[TEXT SECTION]
Antoine-Joseph Duc (11 May 1856 – April 1934), known as Duc-Quercy and sometimes called Albert Duc-Quercy, was a French journalist and militant socialist.
He was involved in several strikes in the coal mining areas of Aveyron.
He twice ran unsuccessfully for election to the legislature as  socialist.

Career

Antoine-Joseph Duc was born in 1856.
He was a native of Arles, and as a young man was a Provençal poet.
He taught French to his fellow-Provençal Batisto Bonnet, who said later Duc-Quercy "looked like a small black bull breathing fire from mouth and nostrils."
In 1877 the Soucieta Felibrenco dé Paris was founded by Baptiste Bonnet, Jean Barnabé Amy, Joseph Banquier, Antoine Duc (Duc-Quercy), Maurice Faure, Louis Gleize and Pierre Grivolas. The society created the journal Lou Viro-Souléu.

Literary activity

Duc-Quercy became a journalist, a member of the French Workers' Party and of the French Section of the Workers' International.
He contributed to Paul Lafargue's La Socialiste, the organ of the Guesdist movement.
In 1887 the paper was at risk of closing, and Duc-Quercy, Lafarge and  Jules Guesde went to Marseille in an attempt to expand circulation.
Gabriel Deville donated funds from an inheritance, which kept the paper alive until early February 1888, when it ceased publication until September 1890.

Duc-Quercy was the editor of the Cri du peuple.
When interviewing Maurice Maeterlinck in 1891 he said he was opposed to literary writers who "voluntarily isolate themselves, on the pretext of pure art, from the ideas of their time".
In Jean Béraud's painting La Madeleine chez le Pharisien (1891) each character is a member of the political or literary world. 
The face of Christ is that of Duc-Quercy and the face of Simon the Pharisee is that of the writer Ernest Renan.
His wife, who wrote under the name "Angèle Duc-Quercy", was also a journalist.

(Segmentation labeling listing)
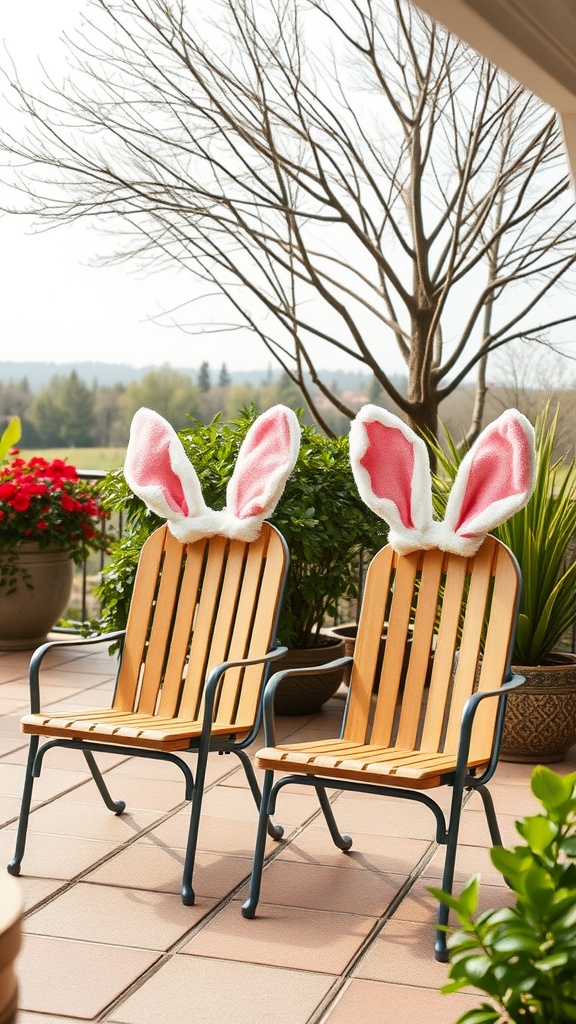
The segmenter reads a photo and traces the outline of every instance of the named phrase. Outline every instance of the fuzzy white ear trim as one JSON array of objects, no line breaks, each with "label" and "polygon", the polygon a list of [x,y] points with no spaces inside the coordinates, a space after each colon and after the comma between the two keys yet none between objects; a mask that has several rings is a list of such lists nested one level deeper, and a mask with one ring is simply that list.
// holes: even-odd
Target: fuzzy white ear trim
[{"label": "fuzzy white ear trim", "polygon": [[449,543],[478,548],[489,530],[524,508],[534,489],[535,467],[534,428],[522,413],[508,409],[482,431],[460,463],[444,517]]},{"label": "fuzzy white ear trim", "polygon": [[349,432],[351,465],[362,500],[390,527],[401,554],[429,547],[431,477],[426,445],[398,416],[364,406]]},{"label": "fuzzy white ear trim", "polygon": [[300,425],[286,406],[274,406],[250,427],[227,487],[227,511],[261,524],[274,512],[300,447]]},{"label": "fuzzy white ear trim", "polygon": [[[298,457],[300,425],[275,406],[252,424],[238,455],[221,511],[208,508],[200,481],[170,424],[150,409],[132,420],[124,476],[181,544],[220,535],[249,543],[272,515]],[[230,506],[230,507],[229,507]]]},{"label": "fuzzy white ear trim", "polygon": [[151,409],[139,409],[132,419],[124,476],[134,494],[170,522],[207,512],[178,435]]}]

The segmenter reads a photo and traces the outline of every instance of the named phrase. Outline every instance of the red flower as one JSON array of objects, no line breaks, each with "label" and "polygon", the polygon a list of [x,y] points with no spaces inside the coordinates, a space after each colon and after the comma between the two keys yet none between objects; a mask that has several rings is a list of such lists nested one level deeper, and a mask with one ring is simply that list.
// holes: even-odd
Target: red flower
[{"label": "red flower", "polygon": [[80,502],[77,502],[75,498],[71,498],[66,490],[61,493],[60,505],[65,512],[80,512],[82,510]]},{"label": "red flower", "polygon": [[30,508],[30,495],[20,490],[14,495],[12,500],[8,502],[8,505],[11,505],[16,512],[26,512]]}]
==
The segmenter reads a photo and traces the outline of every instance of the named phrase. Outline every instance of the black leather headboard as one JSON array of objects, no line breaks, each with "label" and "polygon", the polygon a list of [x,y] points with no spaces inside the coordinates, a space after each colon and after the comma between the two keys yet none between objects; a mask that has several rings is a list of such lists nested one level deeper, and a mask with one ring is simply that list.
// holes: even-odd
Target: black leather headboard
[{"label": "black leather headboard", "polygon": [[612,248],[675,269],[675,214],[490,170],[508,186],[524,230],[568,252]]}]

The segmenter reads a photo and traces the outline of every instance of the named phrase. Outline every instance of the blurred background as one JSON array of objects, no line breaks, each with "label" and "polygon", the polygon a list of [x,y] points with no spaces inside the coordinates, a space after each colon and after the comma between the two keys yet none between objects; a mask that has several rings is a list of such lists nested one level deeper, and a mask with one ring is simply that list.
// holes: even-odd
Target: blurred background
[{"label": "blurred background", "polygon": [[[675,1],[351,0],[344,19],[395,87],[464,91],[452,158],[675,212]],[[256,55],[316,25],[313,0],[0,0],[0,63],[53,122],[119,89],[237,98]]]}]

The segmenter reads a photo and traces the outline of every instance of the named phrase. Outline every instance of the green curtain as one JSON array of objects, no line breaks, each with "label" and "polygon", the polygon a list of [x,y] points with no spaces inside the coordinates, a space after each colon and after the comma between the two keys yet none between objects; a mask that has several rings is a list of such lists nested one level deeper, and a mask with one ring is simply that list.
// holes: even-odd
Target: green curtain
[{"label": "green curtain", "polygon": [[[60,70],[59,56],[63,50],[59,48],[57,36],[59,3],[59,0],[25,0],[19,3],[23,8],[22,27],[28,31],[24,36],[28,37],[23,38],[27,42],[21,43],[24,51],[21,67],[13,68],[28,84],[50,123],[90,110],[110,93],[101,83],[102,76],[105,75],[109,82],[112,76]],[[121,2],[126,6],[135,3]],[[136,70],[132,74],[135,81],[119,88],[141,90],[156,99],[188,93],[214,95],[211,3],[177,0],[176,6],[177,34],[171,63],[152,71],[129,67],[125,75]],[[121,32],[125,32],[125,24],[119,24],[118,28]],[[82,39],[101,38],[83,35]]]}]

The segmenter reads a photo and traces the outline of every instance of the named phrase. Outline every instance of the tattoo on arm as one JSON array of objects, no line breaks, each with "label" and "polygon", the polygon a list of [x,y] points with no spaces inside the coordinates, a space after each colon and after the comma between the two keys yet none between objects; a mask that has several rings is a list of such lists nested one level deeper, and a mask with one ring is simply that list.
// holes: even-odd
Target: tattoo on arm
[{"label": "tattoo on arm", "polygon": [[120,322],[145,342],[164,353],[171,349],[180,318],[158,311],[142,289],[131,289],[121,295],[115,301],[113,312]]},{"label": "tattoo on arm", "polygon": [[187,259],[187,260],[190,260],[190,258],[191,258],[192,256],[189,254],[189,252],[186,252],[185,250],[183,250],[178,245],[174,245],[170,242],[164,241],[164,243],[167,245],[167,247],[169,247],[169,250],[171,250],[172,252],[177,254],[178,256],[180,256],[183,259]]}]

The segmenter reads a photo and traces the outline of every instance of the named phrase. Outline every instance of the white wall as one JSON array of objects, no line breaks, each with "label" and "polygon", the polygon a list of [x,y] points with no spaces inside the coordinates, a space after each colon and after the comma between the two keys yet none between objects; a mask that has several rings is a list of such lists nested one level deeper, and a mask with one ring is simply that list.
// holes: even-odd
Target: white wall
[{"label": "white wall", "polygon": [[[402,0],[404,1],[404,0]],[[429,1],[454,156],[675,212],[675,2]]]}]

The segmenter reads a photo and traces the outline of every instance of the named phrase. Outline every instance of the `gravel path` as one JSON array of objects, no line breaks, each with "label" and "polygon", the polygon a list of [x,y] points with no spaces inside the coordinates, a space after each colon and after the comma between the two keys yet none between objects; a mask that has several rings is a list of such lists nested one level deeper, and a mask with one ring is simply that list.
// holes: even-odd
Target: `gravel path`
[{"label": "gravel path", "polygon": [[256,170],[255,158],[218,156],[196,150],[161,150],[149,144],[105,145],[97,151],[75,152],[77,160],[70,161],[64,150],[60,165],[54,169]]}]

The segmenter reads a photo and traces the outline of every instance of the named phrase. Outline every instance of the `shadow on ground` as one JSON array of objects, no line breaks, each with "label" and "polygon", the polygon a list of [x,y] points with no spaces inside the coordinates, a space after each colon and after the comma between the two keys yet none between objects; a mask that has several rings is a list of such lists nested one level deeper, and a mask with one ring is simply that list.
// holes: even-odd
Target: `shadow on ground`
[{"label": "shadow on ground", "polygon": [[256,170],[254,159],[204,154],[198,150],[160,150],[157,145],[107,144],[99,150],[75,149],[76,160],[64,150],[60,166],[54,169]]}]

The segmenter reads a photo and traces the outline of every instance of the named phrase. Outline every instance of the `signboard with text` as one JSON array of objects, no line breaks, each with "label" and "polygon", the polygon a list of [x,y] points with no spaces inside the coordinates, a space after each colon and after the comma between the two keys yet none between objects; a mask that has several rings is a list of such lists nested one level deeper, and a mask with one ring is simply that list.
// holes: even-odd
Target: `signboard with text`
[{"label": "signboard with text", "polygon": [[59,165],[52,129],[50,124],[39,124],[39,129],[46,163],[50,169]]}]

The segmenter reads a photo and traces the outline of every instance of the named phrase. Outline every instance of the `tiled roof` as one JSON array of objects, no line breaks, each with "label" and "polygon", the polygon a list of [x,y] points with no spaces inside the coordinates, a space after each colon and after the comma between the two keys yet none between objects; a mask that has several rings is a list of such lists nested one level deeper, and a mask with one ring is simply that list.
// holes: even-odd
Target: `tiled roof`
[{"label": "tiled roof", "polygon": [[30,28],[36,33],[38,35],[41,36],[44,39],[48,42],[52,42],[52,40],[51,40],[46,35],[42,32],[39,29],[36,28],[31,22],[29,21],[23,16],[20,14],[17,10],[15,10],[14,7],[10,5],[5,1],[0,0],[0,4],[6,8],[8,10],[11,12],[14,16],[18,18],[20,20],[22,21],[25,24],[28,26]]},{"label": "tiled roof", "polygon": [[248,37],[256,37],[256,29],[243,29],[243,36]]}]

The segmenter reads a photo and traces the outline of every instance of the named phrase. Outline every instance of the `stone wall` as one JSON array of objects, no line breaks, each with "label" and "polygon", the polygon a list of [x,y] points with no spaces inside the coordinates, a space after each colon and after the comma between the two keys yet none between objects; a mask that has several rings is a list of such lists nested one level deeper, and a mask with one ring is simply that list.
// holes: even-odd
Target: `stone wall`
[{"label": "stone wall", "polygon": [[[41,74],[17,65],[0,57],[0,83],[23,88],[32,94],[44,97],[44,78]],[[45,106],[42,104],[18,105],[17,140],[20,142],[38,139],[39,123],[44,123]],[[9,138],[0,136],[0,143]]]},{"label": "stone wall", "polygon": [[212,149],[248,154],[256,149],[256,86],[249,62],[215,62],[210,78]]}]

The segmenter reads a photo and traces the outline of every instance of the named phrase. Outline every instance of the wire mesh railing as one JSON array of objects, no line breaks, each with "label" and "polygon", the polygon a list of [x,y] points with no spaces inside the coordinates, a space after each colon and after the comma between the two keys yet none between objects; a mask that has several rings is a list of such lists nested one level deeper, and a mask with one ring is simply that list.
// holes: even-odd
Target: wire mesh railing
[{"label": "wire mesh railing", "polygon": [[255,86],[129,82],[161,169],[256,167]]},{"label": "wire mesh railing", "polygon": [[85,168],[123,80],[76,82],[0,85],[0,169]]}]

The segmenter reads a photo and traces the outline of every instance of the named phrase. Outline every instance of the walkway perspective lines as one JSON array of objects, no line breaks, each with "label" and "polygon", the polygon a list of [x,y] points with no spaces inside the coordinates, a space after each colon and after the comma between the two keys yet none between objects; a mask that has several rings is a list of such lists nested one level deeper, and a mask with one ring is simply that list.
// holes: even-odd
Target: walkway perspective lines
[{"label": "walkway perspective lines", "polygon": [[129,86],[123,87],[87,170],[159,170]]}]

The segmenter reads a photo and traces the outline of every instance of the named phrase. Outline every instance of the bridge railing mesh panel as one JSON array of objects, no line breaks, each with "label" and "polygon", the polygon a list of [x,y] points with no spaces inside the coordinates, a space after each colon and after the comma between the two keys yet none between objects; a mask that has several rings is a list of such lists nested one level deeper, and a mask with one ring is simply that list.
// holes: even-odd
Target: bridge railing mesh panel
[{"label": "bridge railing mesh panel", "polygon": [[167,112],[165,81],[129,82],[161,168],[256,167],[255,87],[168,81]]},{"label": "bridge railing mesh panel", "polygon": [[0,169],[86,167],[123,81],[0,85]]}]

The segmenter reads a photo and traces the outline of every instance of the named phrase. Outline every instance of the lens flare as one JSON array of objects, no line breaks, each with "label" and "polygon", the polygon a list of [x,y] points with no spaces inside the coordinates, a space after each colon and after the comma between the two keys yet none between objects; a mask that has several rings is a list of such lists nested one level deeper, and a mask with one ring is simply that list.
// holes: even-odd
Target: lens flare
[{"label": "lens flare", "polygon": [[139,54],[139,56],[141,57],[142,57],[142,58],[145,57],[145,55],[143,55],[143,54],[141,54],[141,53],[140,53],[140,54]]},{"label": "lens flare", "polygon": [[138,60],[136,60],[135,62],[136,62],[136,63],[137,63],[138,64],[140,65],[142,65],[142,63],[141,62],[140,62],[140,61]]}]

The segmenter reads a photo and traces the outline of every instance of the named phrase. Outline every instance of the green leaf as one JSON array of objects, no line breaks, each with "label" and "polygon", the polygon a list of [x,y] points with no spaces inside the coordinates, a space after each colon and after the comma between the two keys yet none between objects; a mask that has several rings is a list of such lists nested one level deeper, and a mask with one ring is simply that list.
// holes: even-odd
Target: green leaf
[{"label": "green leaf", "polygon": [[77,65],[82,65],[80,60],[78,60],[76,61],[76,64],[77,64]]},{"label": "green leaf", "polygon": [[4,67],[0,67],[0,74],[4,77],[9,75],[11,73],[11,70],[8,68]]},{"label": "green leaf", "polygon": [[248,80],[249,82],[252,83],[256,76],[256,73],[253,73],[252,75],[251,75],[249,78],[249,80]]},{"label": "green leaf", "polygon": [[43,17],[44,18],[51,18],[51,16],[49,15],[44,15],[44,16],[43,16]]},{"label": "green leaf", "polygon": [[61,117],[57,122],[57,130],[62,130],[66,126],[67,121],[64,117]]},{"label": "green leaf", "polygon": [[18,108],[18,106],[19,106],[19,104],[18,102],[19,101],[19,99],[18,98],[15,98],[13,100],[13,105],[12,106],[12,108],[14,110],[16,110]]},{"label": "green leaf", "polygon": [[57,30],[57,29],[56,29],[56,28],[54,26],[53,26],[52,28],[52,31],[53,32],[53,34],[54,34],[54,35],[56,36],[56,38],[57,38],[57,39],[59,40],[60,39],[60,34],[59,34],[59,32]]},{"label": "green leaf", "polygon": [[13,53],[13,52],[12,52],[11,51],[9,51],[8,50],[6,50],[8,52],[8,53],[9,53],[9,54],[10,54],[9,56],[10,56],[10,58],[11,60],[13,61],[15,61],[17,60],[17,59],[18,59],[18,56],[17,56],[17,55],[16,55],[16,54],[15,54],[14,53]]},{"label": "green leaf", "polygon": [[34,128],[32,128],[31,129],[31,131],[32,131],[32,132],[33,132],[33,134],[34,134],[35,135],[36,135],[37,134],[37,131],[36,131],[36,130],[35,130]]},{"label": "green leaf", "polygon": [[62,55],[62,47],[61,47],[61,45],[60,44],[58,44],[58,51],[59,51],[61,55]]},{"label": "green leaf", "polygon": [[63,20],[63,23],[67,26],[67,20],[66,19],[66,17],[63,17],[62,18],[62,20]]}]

[EXERCISE TASKS]
**1)** In the Duc-Quercy biography above, whose face is given to Simon the Pharisee in Jean Béraud's painting?
**2)** Pick up the Duc-Quercy biography above after its last sentence and carry it forward.

[ANSWERS PER TASK]
**1)** The writer Ernest Renan.

**2)**
She was sentenced to two months in prison in 1891 for having arranged the escape of the Polish nihilist Stanislas Padlewski (1857–91).
She contributed to La Revue des revues in 1899.

The first issue of the Marxist journal L'Ère Nouvelle ("The New Era") appeared on 1 July 1893, founded and edited by the Guesdist George Diamandy, with the declared purpose of infusing literature with a message of revolutionary socialism.
Contributors included Georgi Plekhanov, Edward Aveling and Gabriel Deville.
Georges Sorel joined the editorial staff.
Other contributors were Abel Hovelacque, Jean Jaurès, Alexandre Millerand, Lafargue, Guesde and Duc-Quercy.
The journal openly provoking the reading public to explore the work of Émile Zola, attacked the "reactionary" critics and also proudly called itself "eclectic".

Political activity

A strike began on 26 January 1886 in Decazeville, Aveyron department. among the workers of the Société des Houllères et Fonderies de l'Aveyron.
It lasted 108 days and drew national attention. The engineer Watrin was thrown out of a window and died.
Duc-Quercy went to Decazeville to support the strike and to draw national attention to the social issues in his Cri de peuple.
Ernest Roche of the Intransigeant also went, as did the socialist politicians Zéphyrin Camélinat, Clovis Hugues and Antide Boyer.
Duc-Quercy and Ernest Roche were charged by the police.
As reported by The Living Age, 

The miners of the Compagnie minière de Carmaux held a stormy meeting on 15 August 1892. 
The strike began the next day and would drag out for ten weeks.
Collections were organized to support the miners, whose determination, solidarity and discipline was widely admired by ordinary people.
Duc-Quercy and the politicians Pierre Baudin, Alexandre Millerand, René Viviani, and Alfred Léon Gérault-Richard often spoke in Carmaux during the strike.
Jean Jaurès, Duc-Quercy and Eugène Baudin said the strike was an attempt to guarantee the political liberties of Carmaux voters.
Paul Lafargue of the French Workers' Party saw it as part of the wider "political and economic battle against the bourgeoisie".
In 1893 Duc-quercy was candidate for the legislative elections for Decazeville, but was not elected.

On 30 August 1902 another strike began in Decazeville, and spread to Aubin, Cransac and the metallurgical works.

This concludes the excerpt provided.